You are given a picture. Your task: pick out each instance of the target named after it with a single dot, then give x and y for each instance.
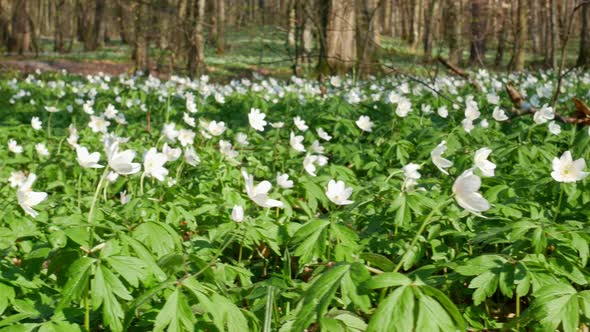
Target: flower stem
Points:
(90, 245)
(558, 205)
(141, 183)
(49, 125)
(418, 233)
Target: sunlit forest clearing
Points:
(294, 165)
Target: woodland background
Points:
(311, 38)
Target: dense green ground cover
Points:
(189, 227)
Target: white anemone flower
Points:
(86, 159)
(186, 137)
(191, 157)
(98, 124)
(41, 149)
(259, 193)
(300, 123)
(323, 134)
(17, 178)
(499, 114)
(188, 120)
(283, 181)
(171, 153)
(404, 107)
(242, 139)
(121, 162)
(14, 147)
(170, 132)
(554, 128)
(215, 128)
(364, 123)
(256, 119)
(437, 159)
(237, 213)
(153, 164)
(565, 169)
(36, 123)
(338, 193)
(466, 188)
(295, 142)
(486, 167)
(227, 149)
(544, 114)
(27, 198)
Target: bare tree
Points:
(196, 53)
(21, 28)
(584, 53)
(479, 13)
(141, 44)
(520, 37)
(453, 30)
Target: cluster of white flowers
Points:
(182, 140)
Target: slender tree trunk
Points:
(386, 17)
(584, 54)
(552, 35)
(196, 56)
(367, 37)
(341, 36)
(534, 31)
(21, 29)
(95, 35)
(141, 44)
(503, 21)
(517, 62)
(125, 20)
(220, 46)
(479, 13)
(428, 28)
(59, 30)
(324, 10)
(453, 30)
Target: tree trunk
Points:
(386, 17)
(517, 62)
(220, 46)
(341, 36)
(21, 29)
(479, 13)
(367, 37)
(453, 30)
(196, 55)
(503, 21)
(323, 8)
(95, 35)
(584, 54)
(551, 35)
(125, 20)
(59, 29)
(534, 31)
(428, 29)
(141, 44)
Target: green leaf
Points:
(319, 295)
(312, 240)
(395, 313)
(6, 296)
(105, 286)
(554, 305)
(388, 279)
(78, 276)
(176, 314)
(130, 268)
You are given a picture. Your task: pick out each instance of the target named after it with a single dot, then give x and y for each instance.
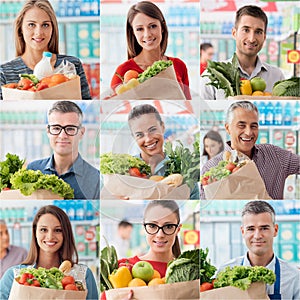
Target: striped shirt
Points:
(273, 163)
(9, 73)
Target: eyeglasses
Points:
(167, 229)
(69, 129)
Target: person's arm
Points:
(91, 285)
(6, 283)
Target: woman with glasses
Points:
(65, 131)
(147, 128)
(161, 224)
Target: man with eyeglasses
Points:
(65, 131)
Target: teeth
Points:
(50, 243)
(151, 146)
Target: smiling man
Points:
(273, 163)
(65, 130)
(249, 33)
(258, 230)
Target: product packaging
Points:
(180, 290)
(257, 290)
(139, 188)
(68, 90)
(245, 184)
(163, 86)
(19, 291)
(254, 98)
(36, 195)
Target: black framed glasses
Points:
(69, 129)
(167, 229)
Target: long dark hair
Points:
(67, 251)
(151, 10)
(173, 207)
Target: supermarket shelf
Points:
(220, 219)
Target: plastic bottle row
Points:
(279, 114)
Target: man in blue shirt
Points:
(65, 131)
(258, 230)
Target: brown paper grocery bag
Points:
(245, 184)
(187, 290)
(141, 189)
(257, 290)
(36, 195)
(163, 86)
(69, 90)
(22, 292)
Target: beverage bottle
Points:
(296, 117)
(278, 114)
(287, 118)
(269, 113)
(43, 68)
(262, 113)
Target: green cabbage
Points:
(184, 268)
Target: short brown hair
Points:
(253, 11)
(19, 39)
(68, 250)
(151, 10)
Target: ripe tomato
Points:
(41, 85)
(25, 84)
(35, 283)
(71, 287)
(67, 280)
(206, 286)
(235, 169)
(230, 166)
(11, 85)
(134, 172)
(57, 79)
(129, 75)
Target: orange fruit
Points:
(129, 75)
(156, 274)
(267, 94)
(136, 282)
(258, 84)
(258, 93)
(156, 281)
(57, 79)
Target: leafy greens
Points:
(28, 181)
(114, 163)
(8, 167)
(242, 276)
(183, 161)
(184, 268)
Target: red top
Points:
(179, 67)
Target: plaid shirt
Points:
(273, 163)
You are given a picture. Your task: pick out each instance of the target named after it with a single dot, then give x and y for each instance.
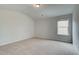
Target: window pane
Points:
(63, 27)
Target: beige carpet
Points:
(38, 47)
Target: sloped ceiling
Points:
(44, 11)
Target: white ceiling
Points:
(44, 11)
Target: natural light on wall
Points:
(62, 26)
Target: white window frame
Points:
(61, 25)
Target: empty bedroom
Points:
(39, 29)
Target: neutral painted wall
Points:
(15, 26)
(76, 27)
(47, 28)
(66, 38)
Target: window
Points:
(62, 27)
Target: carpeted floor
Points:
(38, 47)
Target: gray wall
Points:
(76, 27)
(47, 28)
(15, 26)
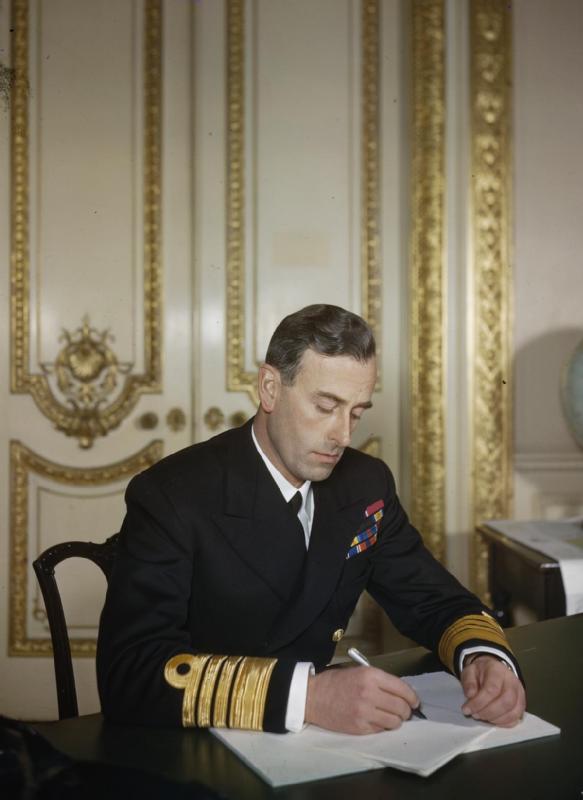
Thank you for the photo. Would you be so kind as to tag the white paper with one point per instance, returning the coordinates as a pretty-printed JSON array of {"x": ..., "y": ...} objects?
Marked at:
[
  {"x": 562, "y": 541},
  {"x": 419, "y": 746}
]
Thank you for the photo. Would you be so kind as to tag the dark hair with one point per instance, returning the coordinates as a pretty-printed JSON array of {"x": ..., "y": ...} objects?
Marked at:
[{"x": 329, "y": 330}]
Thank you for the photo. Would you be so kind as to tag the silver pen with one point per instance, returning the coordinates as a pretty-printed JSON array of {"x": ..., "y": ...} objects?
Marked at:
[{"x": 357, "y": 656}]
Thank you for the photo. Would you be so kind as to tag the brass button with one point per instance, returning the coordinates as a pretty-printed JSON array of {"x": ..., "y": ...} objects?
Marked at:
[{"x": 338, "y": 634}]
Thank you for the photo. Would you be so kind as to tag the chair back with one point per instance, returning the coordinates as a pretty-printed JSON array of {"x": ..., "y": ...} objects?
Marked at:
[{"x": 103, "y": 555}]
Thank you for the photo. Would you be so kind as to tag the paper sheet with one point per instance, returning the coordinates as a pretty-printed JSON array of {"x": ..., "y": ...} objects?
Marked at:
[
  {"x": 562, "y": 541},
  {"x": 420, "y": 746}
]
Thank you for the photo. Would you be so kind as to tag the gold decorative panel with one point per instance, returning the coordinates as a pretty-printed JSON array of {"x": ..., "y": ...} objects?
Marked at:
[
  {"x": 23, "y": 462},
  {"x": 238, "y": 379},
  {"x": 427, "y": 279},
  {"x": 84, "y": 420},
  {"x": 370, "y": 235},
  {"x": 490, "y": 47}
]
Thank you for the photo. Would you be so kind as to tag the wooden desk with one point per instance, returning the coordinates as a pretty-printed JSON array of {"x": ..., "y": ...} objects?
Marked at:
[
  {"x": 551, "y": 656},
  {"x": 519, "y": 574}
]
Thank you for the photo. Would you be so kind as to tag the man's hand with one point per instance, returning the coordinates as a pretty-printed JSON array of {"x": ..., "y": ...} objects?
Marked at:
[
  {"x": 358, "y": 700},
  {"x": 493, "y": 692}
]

++++

• [WHAT IS BEING ASKED]
Output each record above exactly as it stands, excluding all pictures.

• [RESPONSE]
You are given a picture. Your task: pick out each instance of the target named after it with a single dot, then give x and y for each instance.
Target: flower stem
Points:
(90, 245)
(558, 205)
(141, 183)
(49, 125)
(418, 233)
Target: sunlit forest clearing
Points:
(294, 165)
Target: woodland background
Points:
(311, 38)
Target: dense green ground cover
Points:
(189, 227)
Target: white anemone flower
Points:
(86, 159)
(186, 137)
(191, 157)
(98, 124)
(41, 149)
(259, 193)
(300, 123)
(323, 134)
(17, 178)
(499, 114)
(188, 120)
(283, 181)
(171, 153)
(404, 107)
(242, 139)
(121, 162)
(14, 147)
(170, 132)
(554, 128)
(215, 128)
(364, 123)
(256, 119)
(437, 159)
(237, 213)
(153, 164)
(565, 169)
(36, 123)
(338, 193)
(466, 188)
(295, 142)
(486, 167)
(227, 149)
(544, 114)
(27, 198)
Target: bare tree
Points:
(196, 53)
(21, 28)
(584, 53)
(479, 13)
(141, 44)
(520, 37)
(453, 30)
Target: cluster of white flowers
Points:
(182, 140)
Target: slender tree trunk
Points:
(386, 17)
(584, 54)
(552, 35)
(196, 56)
(367, 37)
(341, 36)
(534, 31)
(21, 29)
(95, 35)
(141, 44)
(503, 21)
(517, 62)
(125, 20)
(220, 46)
(479, 13)
(428, 28)
(59, 30)
(324, 10)
(453, 30)
Target: tree trunk
Points:
(386, 17)
(517, 62)
(220, 46)
(341, 36)
(21, 29)
(479, 13)
(367, 37)
(453, 30)
(196, 55)
(503, 21)
(323, 8)
(95, 35)
(584, 54)
(551, 35)
(125, 20)
(59, 29)
(534, 31)
(428, 29)
(141, 44)
Target: green leaf
Points:
(319, 295)
(312, 240)
(395, 313)
(6, 296)
(105, 286)
(554, 305)
(388, 279)
(78, 276)
(176, 314)
(130, 268)
You are given a picture. Your task: pick out each instance of the target named after it with a single dot, then give x and y for each instance.
Target: striped shirt
Points:
(273, 163)
(9, 73)
Target: eyeglasses
Points:
(167, 229)
(69, 129)
Target: person's arm
Points:
(91, 285)
(6, 283)
Target: woman with glasses
Points:
(65, 131)
(147, 128)
(161, 224)
Target: man with eyeglasses
Points:
(65, 131)
Target: teeth
Points:
(50, 243)
(151, 146)
Target: smiling man
Points:
(273, 163)
(65, 130)
(249, 33)
(258, 230)
Target: product packaging
Points:
(180, 290)
(257, 290)
(139, 188)
(68, 90)
(245, 184)
(163, 86)
(19, 291)
(254, 98)
(36, 195)
Target: black framed glasses
Points:
(69, 129)
(167, 229)
Target: long dark hair
Points:
(67, 251)
(151, 10)
(173, 207)
Target: supermarket shelf
Points:
(220, 219)
Target: plastic bottle row
Points:
(279, 114)
Target: man in blue shirt
Points:
(65, 131)
(258, 230)
Target: brown paper grocery bag
Points:
(245, 184)
(187, 290)
(141, 189)
(257, 290)
(36, 195)
(163, 86)
(69, 90)
(22, 292)
Target: beverage bottle
Points:
(296, 117)
(278, 114)
(287, 118)
(269, 113)
(43, 68)
(262, 113)
Target: green cabbage
Points:
(184, 268)
Target: short brown hair
Points:
(253, 11)
(19, 39)
(68, 250)
(151, 10)
Target: ripe tomato
Points:
(41, 85)
(25, 84)
(35, 283)
(71, 287)
(67, 280)
(206, 286)
(235, 169)
(230, 166)
(11, 85)
(134, 172)
(57, 79)
(129, 75)
Target: orange fruit
Points:
(129, 75)
(156, 274)
(267, 94)
(136, 282)
(258, 84)
(258, 93)
(156, 281)
(57, 79)
Target: leafy greens
Points:
(28, 181)
(114, 163)
(8, 167)
(242, 276)
(183, 161)
(184, 268)
Target: red top
Points:
(179, 67)
Target: plaid shirt
Points:
(273, 163)
You are given a picture. Your task: pick out each instance of the target named after it with a single dot, then give x and y for each instance.
Target: window pane
Points:
(63, 27)
Target: beige carpet
Points:
(38, 47)
Target: sloped ceiling
Points:
(44, 11)
Target: white ceiling
Points:
(44, 11)
Target: natural light on wall
Points:
(62, 26)
Target: white window frame
Points:
(61, 25)
Target: empty bedroom
Points:
(39, 29)
Target: neutral painted wall
Points:
(15, 26)
(76, 27)
(47, 28)
(66, 38)
Target: window
Points:
(62, 27)
Target: carpeted floor
Points:
(38, 47)
Target: gray wall
Points:
(76, 27)
(47, 28)
(15, 26)
Thank you for the photo. Would you be so kind as to tag the white paper with one point per instance, returning the coordinates as a pretty-printed JSON array of {"x": ..., "y": ...} objects?
Marked at:
[
  {"x": 562, "y": 541},
  {"x": 419, "y": 746}
]
Thank you for the photo. Would you be so kind as to tag the dark hair with one point per instance, returning the coordinates as a pretty-printed JSON array of {"x": ..., "y": ...} objects?
Marked at:
[{"x": 329, "y": 330}]
Thank you for the photo. Would you be so kind as to tag the silver pen with one point per instance, returning the coordinates as a pretty-printed JSON array of {"x": ..., "y": ...} objects?
Marked at:
[{"x": 357, "y": 656}]
Thank you for the photo. Would you be so kind as to tag the brass button with one point per instance, returning the coordinates as a pretty-printed JSON array of {"x": ..., "y": ...} objects?
Marked at:
[{"x": 338, "y": 634}]
Thank you for the photo. Would you be so kind as to tag the chair back with one point per instance, returning the coordinates as a pretty-printed JSON array of {"x": ..., "y": ...} objects?
Marked at:
[{"x": 103, "y": 555}]
Thank you for the photo. Would you be so kind as to tag the paper sheet with one point per instance, returning the coordinates as a pretty-printed JSON array of {"x": ..., "y": ...} objects?
Marked at:
[
  {"x": 562, "y": 541},
  {"x": 420, "y": 746}
]
Thank you for the photo. Would you be so kind as to tag the gold decorative panel with one point per instance, returning the coordinates as a pretty-printed JSON array of {"x": ..., "y": ...} objects?
Marked at:
[
  {"x": 23, "y": 462},
  {"x": 238, "y": 379},
  {"x": 427, "y": 279},
  {"x": 84, "y": 420},
  {"x": 370, "y": 235},
  {"x": 490, "y": 47}
]
Thank you for the photo. Would you be so kind as to tag the wooden desk with one point per instance, returning the coordinates as a pretty-printed JSON array of {"x": ..., "y": ...} objects?
Marked at:
[
  {"x": 551, "y": 656},
  {"x": 519, "y": 574}
]
Thank you for the photo. Would you be so kind as to tag the man's hand with one point per instance, returning the coordinates as a pretty-printed JSON array of {"x": ..., "y": ...} objects?
Marked at:
[
  {"x": 358, "y": 700},
  {"x": 493, "y": 692}
]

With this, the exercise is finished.